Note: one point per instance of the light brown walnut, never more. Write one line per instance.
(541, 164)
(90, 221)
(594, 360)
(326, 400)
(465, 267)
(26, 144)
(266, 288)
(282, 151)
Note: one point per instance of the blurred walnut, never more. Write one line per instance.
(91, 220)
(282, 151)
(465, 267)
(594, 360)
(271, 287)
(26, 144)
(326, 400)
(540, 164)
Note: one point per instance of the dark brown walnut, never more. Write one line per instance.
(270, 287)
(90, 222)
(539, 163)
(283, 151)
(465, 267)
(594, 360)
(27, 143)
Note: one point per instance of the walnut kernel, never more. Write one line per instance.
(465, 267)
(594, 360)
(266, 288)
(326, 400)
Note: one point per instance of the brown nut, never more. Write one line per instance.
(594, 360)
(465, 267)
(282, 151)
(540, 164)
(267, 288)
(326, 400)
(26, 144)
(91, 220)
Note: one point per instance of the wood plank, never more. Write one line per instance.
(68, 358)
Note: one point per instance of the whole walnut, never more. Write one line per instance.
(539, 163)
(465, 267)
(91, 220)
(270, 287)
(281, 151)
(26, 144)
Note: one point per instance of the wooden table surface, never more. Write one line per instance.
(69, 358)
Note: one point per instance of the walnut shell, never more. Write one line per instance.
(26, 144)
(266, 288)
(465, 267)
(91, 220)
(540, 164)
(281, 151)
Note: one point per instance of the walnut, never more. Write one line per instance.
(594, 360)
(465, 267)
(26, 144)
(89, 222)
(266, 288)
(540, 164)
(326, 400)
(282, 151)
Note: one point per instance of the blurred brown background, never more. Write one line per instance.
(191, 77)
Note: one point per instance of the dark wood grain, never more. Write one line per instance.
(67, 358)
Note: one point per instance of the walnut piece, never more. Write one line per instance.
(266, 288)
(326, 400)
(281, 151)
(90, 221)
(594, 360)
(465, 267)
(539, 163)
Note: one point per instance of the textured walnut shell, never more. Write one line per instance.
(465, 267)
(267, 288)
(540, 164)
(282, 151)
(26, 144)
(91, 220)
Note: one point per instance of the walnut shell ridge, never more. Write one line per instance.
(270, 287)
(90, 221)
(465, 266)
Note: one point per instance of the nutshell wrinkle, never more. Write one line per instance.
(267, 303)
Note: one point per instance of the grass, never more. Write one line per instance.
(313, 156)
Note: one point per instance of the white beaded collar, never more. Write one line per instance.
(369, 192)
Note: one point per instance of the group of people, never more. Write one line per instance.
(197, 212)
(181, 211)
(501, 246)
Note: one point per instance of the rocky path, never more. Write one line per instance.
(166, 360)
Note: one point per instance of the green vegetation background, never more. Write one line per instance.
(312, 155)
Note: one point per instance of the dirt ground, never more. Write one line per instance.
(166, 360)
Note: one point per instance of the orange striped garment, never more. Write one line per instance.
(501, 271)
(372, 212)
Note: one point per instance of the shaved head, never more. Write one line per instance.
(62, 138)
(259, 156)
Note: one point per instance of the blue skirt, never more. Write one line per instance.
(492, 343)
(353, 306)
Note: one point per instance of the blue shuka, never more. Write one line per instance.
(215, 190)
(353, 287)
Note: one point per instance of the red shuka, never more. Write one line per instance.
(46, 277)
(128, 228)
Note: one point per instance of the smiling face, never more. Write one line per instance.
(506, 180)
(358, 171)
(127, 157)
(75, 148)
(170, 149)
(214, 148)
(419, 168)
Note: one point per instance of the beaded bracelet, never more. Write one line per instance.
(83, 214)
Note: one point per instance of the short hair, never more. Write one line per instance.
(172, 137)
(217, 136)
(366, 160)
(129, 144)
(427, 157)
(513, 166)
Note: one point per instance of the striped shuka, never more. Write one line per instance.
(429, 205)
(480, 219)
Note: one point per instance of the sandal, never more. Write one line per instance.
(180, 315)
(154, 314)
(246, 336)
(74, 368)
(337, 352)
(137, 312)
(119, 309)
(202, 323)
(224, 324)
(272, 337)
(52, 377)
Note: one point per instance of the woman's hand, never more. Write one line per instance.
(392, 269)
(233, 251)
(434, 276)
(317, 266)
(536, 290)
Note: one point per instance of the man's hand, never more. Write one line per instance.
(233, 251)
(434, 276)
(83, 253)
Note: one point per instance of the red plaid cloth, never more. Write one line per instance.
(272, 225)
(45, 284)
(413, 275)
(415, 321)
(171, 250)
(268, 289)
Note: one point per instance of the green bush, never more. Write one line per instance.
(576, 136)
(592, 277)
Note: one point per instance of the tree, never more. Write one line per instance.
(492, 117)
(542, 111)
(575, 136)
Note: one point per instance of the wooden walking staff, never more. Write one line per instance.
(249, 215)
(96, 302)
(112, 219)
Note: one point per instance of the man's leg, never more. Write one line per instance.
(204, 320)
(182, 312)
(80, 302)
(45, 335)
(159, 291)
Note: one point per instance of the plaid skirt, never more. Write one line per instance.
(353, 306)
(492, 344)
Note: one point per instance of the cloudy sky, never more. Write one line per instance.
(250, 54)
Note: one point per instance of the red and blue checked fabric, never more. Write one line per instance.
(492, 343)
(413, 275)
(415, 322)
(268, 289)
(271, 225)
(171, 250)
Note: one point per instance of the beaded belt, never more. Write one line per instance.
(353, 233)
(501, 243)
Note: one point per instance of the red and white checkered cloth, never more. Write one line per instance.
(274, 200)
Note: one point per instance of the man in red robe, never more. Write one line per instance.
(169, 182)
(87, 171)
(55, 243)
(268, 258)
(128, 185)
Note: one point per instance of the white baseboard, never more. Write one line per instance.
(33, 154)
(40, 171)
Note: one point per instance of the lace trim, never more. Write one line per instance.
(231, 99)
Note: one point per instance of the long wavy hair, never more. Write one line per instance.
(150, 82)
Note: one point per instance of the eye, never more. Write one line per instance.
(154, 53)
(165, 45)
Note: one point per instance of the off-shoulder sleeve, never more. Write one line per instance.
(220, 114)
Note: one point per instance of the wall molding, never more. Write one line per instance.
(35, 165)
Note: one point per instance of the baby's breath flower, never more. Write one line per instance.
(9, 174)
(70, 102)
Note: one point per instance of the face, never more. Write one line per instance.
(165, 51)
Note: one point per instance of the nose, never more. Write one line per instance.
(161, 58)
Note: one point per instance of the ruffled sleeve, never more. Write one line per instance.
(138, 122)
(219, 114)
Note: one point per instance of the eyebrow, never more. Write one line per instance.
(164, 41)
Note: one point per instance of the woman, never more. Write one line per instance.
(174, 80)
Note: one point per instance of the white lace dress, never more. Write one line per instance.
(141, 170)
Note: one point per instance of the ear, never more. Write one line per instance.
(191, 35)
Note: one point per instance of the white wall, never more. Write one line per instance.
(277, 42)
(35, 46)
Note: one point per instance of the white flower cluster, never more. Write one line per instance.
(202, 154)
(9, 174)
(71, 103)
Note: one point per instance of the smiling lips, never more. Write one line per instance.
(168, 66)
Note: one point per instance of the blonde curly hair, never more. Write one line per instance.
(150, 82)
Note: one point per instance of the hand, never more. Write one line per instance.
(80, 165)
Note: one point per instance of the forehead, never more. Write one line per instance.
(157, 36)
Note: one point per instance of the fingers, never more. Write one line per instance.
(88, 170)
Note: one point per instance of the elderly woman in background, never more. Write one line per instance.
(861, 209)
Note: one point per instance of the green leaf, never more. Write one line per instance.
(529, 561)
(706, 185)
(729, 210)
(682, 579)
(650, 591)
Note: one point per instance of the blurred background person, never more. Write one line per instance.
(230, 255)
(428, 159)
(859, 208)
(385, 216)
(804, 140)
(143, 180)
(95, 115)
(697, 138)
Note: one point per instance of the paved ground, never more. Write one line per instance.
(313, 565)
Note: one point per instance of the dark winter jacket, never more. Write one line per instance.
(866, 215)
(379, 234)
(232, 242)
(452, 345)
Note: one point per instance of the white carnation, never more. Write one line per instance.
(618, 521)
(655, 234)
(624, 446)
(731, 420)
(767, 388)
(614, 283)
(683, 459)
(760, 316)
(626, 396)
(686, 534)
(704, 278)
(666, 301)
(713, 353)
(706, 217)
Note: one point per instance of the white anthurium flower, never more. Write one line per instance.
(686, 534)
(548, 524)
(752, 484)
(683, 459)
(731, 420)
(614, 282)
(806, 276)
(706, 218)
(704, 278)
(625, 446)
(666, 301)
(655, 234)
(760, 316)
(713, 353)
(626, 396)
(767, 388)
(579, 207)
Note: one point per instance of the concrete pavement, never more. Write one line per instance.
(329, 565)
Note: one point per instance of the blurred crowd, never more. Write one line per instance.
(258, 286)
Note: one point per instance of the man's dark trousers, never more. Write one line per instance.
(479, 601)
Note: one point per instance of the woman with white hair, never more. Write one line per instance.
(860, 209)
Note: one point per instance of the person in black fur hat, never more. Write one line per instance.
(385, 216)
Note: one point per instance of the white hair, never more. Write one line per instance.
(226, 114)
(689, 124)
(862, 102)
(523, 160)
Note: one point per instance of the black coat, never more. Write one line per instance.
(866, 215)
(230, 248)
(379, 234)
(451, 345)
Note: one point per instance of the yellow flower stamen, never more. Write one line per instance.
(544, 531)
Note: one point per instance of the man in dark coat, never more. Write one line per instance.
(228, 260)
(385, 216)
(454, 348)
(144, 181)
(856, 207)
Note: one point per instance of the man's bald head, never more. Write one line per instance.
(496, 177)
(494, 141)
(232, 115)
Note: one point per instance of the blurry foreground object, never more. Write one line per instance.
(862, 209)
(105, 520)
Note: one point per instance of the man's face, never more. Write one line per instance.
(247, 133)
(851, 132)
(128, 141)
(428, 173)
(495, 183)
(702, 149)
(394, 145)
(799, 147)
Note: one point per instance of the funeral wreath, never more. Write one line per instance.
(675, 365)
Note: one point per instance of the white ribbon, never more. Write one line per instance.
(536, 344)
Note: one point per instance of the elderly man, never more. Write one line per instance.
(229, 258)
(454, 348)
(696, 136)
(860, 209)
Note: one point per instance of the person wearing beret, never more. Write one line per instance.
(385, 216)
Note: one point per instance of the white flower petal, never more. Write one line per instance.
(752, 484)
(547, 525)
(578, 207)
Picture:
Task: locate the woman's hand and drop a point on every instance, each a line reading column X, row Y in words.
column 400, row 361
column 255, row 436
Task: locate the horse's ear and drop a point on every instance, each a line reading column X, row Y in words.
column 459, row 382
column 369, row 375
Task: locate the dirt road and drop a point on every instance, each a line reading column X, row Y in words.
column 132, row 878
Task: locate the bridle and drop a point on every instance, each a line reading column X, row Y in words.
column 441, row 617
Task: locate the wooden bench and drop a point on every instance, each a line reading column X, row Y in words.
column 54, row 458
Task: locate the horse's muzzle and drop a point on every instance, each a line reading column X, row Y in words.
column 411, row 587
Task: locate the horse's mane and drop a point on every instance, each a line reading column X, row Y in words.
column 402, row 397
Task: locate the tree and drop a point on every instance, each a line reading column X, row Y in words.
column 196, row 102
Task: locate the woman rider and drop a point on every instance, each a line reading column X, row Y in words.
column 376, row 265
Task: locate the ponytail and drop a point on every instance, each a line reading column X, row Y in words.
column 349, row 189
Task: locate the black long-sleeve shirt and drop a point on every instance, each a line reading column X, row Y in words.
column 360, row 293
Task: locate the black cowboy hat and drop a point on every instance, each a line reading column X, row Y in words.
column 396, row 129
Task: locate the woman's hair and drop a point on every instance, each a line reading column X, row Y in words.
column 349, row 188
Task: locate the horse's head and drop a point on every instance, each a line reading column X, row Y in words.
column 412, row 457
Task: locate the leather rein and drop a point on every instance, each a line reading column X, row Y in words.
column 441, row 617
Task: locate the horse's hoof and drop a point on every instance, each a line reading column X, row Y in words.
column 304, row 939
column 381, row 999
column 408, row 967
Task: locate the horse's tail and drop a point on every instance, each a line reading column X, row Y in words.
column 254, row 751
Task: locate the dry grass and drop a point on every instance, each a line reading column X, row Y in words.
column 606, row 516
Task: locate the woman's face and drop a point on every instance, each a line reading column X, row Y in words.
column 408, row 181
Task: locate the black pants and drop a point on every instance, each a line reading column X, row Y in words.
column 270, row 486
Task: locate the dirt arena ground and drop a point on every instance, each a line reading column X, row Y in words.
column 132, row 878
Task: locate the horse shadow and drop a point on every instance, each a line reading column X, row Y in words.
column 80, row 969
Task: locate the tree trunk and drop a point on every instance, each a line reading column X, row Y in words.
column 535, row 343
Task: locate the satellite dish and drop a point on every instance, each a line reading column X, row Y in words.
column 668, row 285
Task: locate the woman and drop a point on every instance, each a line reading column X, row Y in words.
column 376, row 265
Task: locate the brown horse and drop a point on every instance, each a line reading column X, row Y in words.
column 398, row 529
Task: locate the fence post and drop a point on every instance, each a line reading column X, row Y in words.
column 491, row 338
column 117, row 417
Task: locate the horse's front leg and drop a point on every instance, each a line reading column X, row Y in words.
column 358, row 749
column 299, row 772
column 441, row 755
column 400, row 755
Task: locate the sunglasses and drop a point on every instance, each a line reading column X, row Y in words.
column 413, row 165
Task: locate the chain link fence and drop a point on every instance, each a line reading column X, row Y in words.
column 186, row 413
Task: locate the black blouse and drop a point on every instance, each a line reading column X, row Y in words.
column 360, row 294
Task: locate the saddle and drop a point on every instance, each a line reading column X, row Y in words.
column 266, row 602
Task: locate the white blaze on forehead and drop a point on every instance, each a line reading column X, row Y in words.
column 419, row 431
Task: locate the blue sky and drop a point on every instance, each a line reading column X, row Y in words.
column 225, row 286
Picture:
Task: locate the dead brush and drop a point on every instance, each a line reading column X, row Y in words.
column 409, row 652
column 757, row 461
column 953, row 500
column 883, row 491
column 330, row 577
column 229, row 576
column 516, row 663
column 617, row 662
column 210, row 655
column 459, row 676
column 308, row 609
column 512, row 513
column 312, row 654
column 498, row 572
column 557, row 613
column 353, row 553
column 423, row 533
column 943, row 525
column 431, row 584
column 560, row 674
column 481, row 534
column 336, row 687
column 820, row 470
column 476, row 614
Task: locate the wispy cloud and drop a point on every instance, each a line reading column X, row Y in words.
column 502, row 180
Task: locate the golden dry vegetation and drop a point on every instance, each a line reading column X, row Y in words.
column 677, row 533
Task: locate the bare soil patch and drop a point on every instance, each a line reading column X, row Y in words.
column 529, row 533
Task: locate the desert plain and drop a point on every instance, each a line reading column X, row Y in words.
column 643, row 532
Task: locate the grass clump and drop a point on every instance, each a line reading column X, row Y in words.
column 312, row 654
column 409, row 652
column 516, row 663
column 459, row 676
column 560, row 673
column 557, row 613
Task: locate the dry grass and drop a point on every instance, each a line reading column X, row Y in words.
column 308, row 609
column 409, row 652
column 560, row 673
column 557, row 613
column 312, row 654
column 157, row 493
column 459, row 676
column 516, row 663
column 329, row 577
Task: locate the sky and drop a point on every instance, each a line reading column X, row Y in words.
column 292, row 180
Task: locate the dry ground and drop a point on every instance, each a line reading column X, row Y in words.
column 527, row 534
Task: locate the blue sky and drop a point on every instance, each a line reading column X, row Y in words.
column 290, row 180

━━━━━━━━━━━━━━━━━━━━━━━━━━━━━━

Repeat, without changes, every line from the one that contains "Task: locate the dry ground" through the final line of the data.

### [REPLY TO THE EXERCISE]
Task: locate the dry ground and drop a point on every instance, each a line reading column X, row Y in words.
column 527, row 534
Task: locate the blue sky and drop a point on every instance, each a line reading column X, row Y in words.
column 290, row 180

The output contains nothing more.